| RECORDS FOR THE EXERCISE |
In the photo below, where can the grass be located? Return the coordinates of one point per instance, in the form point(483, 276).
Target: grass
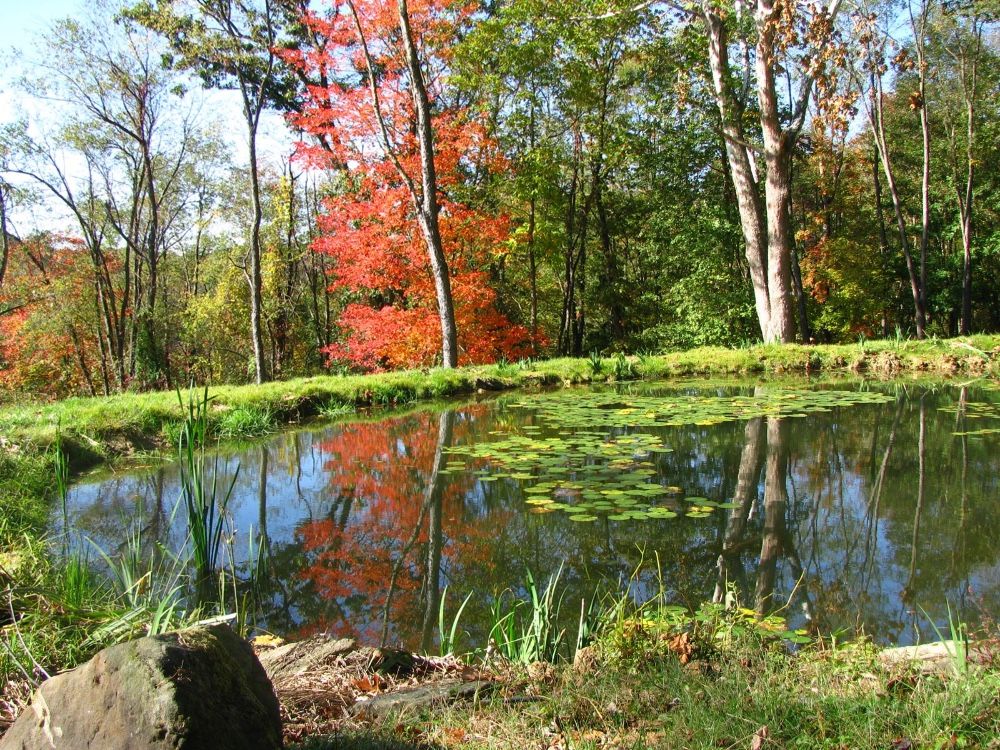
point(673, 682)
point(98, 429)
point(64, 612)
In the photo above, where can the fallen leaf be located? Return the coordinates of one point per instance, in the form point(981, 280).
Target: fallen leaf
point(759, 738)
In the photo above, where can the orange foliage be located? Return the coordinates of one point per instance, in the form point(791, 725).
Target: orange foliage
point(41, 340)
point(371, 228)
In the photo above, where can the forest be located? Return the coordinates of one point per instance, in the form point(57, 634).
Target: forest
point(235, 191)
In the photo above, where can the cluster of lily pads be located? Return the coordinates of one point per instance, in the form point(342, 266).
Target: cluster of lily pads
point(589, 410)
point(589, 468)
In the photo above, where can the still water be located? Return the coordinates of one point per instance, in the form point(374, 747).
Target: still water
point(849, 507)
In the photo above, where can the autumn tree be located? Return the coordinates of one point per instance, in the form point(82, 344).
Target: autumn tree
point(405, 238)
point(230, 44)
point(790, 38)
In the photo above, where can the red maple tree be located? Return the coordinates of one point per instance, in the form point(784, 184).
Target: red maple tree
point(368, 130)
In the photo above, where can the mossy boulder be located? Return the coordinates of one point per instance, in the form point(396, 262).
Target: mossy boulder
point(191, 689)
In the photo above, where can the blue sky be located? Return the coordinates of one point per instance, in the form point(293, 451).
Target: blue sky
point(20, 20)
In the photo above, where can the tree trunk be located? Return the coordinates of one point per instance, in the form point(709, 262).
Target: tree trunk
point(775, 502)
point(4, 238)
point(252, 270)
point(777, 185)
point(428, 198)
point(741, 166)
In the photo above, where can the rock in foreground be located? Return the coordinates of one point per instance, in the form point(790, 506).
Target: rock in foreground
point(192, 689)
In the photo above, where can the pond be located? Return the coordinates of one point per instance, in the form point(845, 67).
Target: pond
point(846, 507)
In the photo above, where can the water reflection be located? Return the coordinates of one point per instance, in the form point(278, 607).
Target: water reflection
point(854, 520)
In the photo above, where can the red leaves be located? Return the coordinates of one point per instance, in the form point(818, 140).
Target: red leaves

==

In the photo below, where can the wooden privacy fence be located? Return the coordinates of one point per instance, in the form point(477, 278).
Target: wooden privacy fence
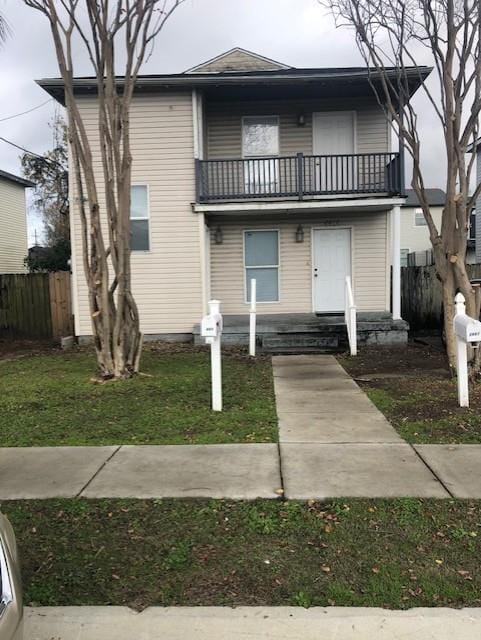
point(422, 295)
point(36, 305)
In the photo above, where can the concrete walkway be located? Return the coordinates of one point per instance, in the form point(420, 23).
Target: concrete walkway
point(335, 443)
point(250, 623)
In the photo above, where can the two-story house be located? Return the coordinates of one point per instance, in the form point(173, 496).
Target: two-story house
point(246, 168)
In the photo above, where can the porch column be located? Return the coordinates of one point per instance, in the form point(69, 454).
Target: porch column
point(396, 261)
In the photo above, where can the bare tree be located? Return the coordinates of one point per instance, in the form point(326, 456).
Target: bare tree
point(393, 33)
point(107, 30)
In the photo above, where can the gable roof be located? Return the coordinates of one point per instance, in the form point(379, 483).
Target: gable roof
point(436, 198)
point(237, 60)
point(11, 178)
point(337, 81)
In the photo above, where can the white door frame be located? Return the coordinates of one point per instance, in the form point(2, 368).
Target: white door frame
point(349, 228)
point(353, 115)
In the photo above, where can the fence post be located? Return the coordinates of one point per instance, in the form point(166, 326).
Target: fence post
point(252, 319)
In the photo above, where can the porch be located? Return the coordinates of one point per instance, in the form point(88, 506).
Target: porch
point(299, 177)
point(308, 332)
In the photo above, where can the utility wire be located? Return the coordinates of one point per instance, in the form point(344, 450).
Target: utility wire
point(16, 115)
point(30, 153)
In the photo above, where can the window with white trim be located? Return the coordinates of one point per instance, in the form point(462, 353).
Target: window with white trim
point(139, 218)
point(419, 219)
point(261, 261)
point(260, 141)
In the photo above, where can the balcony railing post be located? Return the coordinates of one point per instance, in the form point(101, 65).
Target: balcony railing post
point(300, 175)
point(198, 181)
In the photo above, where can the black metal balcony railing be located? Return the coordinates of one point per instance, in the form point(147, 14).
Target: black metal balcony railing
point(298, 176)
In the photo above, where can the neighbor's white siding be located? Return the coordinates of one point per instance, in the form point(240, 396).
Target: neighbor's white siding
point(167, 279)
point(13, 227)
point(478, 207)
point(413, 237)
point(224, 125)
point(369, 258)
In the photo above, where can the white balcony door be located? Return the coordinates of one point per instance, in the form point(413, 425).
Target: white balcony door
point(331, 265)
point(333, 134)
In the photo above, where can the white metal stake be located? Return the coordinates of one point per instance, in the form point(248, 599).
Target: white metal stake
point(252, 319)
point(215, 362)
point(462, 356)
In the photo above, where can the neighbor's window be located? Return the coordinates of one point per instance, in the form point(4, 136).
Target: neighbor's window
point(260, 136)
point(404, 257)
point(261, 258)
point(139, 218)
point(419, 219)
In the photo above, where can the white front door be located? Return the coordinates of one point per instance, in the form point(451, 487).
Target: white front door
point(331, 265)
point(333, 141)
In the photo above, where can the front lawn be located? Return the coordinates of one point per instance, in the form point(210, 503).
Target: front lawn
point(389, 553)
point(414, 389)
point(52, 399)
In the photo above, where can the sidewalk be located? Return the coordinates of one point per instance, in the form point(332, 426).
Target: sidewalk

| DO THIS |
Switch "lily pads" to "water lilies" in the items from the line with "In the photo below, where can the grass" to the line with "point(368, 130)", leaving everything else unchanged. Write out only those lines, without the pictures.

| REPLY TO THE TASK |
In the photo below, where can the grass be located? Return the coordinates of one point per instance, in the form point(483, 276).
Target: grass
point(673, 682)
point(98, 429)
point(64, 612)
In the photo above, where can the fallen leaf be located? Return the coordinates of one point per instance, in the form point(981, 280).
Target: fallen leaf
point(759, 738)
In the photo above, where can the orange foliage be located? Return the coordinates of one point per instance, in the form point(791, 725).
Target: orange foliage
point(41, 340)
point(371, 228)
In the photo above, where can the forest be located? Return the coordinates of one point per instance, in the form point(57, 634).
Target: forest
point(235, 191)
In the photo above, where can the cluster of water lilies be located? Return the coordinates of one point per instance, in the form point(342, 266).
Target: cluster of water lilies
point(589, 410)
point(589, 468)
In the photo above, where can the still water be located? Return the coordinates of one point per instance, in the form point(374, 747).
Target: still water
point(849, 507)
In the photo above, where can the autumn tree be located? Return the coordinates of one point per instance, in the form point(82, 344).
Target: autumn tree
point(405, 238)
point(230, 44)
point(790, 38)
In the photo above, where can the red maple tree be located? Return the coordinates of one point per instance, in the form point(784, 184).
Target: red maple tree
point(368, 130)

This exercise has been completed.